Given request. Please write out everything from the line containing "the sandy beach?" down to the end of the listing as a numbered list, leaving out blank lines.

↓

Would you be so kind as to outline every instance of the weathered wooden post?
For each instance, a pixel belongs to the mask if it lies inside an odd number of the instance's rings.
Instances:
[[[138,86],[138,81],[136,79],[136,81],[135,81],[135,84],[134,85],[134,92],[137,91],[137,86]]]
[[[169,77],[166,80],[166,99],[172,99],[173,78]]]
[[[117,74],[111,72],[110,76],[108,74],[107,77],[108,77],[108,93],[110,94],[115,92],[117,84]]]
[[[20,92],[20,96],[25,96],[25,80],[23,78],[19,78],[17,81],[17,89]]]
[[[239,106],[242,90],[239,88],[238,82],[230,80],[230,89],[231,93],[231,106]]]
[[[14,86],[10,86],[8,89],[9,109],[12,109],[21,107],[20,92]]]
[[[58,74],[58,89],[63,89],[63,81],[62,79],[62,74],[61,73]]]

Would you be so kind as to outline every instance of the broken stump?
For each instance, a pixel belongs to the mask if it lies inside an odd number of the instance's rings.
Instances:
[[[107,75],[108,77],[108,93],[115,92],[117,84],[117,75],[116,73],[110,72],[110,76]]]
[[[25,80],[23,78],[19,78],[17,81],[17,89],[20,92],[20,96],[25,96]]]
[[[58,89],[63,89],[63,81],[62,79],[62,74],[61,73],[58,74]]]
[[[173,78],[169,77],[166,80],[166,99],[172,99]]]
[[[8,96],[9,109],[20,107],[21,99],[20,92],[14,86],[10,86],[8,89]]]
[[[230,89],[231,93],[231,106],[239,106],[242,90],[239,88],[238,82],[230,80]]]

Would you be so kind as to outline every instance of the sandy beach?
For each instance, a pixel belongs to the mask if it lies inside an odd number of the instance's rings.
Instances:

↑

Response to the task.
1. Would you be so kind as to outline every instance of the sandy beach?
2. For each instance, a pixel belongs to the mask if it lies inside an odd number of the instance's rings.
3. Instances:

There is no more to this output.